• Problem details:
Copy the records word for word, from their very first line down to and including the line that contains "M 308 198 L". Leave the pictures out of your copy.

• Records shown:

┌────────

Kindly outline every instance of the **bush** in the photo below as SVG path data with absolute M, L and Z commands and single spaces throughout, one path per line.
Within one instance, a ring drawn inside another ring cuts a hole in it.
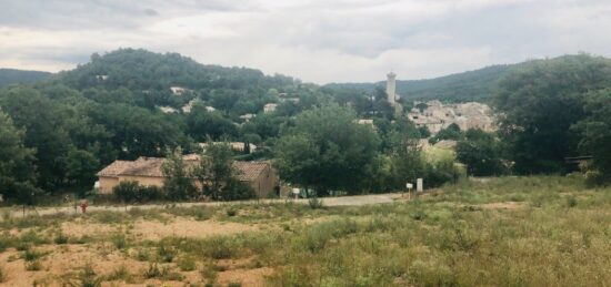
M 121 182 L 112 188 L 118 201 L 123 203 L 147 203 L 164 199 L 163 191 L 157 186 L 142 186 L 138 182 Z
M 308 198 L 308 205 L 312 209 L 320 209 L 324 207 L 324 205 L 322 204 L 322 199 L 318 198 L 317 196 Z
M 197 265 L 192 257 L 184 257 L 178 262 L 178 267 L 182 271 L 192 271 L 197 268 Z
M 67 244 L 68 243 L 68 236 L 66 236 L 66 234 L 63 234 L 63 233 L 59 233 L 56 236 L 56 238 L 53 239 L 53 242 L 58 245 Z
M 26 270 L 28 271 L 39 271 L 41 269 L 42 269 L 42 264 L 39 260 L 26 263 Z

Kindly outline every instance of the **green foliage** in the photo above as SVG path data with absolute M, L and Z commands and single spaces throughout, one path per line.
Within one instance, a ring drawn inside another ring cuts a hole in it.
M 318 196 L 312 196 L 308 198 L 308 206 L 312 209 L 319 209 L 324 207 L 324 204 L 322 203 L 322 199 L 320 199 Z
M 200 182 L 202 193 L 213 199 L 226 197 L 223 187 L 233 181 L 236 168 L 233 167 L 233 152 L 227 142 L 213 143 L 209 141 L 206 152 L 201 154 L 199 165 L 192 175 Z M 228 194 L 231 197 L 231 194 Z
M 579 155 L 579 133 L 589 92 L 611 86 L 611 60 L 588 54 L 531 61 L 501 82 L 495 105 L 501 134 L 520 174 L 565 172 Z
M 36 172 L 34 150 L 23 143 L 24 131 L 0 110 L 0 195 L 22 204 L 33 204 Z
M 611 183 L 611 88 L 588 93 L 588 116 L 573 126 L 581 135 L 579 151 L 592 155 L 588 178 L 594 184 Z
M 337 104 L 314 107 L 297 116 L 276 146 L 276 165 L 287 181 L 318 193 L 362 191 L 370 176 L 379 139 L 370 126 L 354 122 L 354 113 Z
M 164 176 L 163 189 L 169 199 L 184 201 L 197 195 L 190 171 L 182 160 L 182 148 L 178 147 L 173 152 L 168 150 L 161 171 Z
M 502 143 L 493 134 L 469 130 L 457 144 L 457 160 L 474 176 L 503 175 L 508 167 L 502 158 Z
M 0 265 L 0 283 L 7 281 L 9 275 L 3 266 Z
M 112 188 L 114 197 L 127 204 L 147 203 L 166 198 L 163 191 L 157 186 L 142 186 L 138 182 L 123 181 Z

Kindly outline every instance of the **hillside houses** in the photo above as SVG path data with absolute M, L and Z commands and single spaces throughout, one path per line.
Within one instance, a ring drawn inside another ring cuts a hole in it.
M 492 110 L 487 104 L 469 102 L 460 104 L 442 104 L 440 101 L 415 103 L 424 109 L 413 107 L 408 117 L 418 126 L 425 126 L 431 134 L 455 123 L 462 131 L 479 129 L 492 132 L 497 127 Z
M 199 164 L 198 155 L 183 157 L 187 166 Z M 166 158 L 141 156 L 136 161 L 114 161 L 97 175 L 99 191 L 102 194 L 112 193 L 120 182 L 137 182 L 144 186 L 163 186 L 161 166 Z M 280 185 L 278 173 L 269 162 L 234 162 L 236 177 L 251 186 L 258 197 L 268 197 Z M 193 180 L 194 184 L 199 184 Z

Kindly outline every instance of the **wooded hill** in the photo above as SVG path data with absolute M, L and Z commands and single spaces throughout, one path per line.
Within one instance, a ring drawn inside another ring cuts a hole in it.
M 51 76 L 49 72 L 24 71 L 0 68 L 0 86 L 8 84 L 33 83 Z
M 398 80 L 397 93 L 401 99 L 408 101 L 487 101 L 493 96 L 499 80 L 517 65 L 520 64 L 491 65 L 427 80 Z M 380 78 L 383 76 L 385 75 L 380 75 Z M 377 83 L 331 83 L 327 86 L 373 92 L 375 86 L 385 86 L 385 81 Z

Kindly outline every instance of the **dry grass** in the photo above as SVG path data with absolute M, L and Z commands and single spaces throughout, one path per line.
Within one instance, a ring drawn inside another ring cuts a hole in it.
M 198 209 L 199 208 L 199 209 Z M 611 189 L 493 178 L 412 202 L 8 218 L 12 286 L 609 286 Z

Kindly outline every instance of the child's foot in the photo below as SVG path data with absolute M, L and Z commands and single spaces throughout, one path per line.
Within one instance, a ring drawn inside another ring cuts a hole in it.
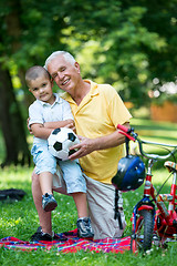
M 91 226 L 91 219 L 88 217 L 79 218 L 76 222 L 77 236 L 79 237 L 93 237 L 94 233 Z
M 45 193 L 42 196 L 42 207 L 45 212 L 51 212 L 58 206 L 56 201 L 52 194 Z

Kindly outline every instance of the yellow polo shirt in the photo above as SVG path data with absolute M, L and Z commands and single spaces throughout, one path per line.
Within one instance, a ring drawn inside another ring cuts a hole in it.
M 72 109 L 77 135 L 95 139 L 108 135 L 117 124 L 128 122 L 132 115 L 115 89 L 92 81 L 91 90 L 77 106 L 69 93 L 62 95 Z M 117 172 L 117 163 L 124 156 L 124 145 L 95 151 L 80 158 L 84 173 L 96 181 L 111 184 Z

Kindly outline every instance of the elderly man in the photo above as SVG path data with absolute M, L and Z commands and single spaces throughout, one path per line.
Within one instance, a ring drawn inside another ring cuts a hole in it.
M 118 209 L 123 225 L 123 228 L 119 228 L 118 222 L 114 219 L 115 188 L 111 181 L 117 172 L 119 158 L 124 156 L 125 137 L 118 133 L 116 126 L 124 124 L 128 127 L 132 115 L 113 86 L 83 80 L 80 64 L 70 53 L 53 52 L 45 61 L 45 69 L 58 86 L 65 92 L 62 98 L 72 109 L 81 142 L 73 146 L 77 152 L 70 158 L 80 158 L 86 180 L 88 214 L 94 239 L 121 237 L 126 226 L 123 200 L 119 193 Z M 52 126 L 59 127 L 58 122 L 52 123 Z M 63 181 L 62 187 L 55 191 L 65 194 Z M 41 227 L 31 241 L 52 241 L 51 213 L 42 209 L 42 193 L 39 177 L 34 173 L 32 193 Z

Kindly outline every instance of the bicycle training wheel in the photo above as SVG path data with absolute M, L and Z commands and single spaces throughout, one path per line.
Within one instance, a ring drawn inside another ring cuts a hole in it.
M 137 213 L 135 234 L 131 238 L 131 250 L 133 253 L 146 252 L 152 248 L 153 239 L 153 213 L 142 209 Z

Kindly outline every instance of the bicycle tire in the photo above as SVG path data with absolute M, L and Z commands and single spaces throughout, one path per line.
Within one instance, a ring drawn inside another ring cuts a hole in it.
M 137 216 L 136 229 L 131 238 L 131 250 L 133 253 L 149 250 L 153 241 L 153 213 L 147 209 L 142 209 L 137 213 Z

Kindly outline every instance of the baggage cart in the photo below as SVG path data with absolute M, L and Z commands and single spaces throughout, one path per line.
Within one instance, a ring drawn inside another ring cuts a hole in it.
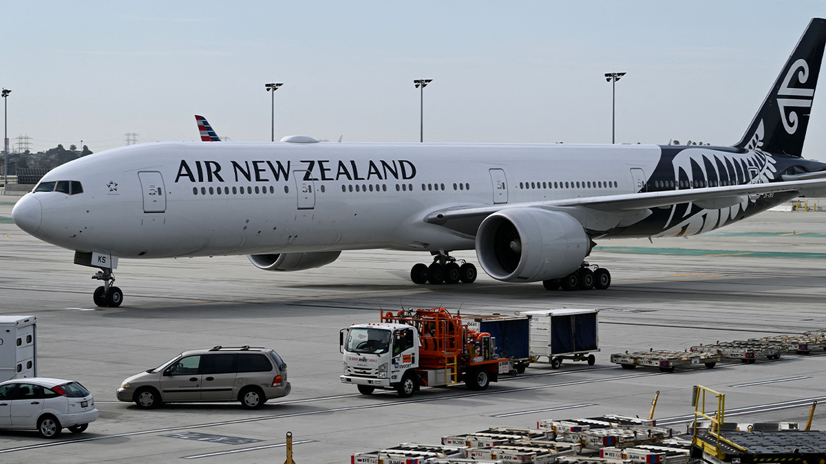
M 719 354 L 725 359 L 739 359 L 742 362 L 750 364 L 757 359 L 780 359 L 780 355 L 783 353 L 776 343 L 753 340 L 717 342 L 710 345 L 700 343 L 689 350 L 691 353 Z
M 611 355 L 611 362 L 622 366 L 624 369 L 634 369 L 637 366 L 658 367 L 662 372 L 673 372 L 676 367 L 692 367 L 700 364 L 713 368 L 723 359 L 719 354 L 710 353 L 688 353 L 681 351 L 654 351 Z
M 593 366 L 596 358 L 591 353 L 600 351 L 599 312 L 563 308 L 524 313 L 530 317 L 532 362 L 548 362 L 554 369 L 563 359 Z

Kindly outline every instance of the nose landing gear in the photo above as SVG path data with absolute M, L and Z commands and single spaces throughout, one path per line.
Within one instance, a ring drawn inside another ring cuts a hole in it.
M 102 268 L 95 275 L 92 276 L 93 280 L 103 281 L 103 285 L 95 289 L 92 297 L 95 305 L 101 307 L 116 308 L 123 302 L 123 292 L 116 286 L 112 286 L 115 283 L 115 275 L 111 268 Z
M 605 268 L 596 264 L 582 263 L 579 269 L 561 279 L 543 281 L 542 285 L 546 290 L 605 290 L 611 286 L 611 273 Z
M 444 252 L 434 252 L 433 254 L 433 263 L 430 266 L 420 263 L 411 269 L 413 283 L 473 283 L 476 280 L 476 266 L 463 259 L 457 260 Z M 461 261 L 462 265 L 458 261 Z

└────────

• Answer to the exercise:
Kindly outline every instance of the **bush** in the photo below as SVG path data with absolute M, L and Z commands and single spaces throughout, one path per line.
Within one instance, a ring drawn inside another ring cuts a hole in it.
M 121 182 L 112 188 L 118 201 L 123 203 L 147 203 L 164 199 L 163 191 L 157 186 L 142 186 L 138 182 Z
M 308 198 L 308 205 L 312 209 L 320 209 L 324 207 L 324 205 L 322 204 L 322 199 L 318 198 L 317 196 Z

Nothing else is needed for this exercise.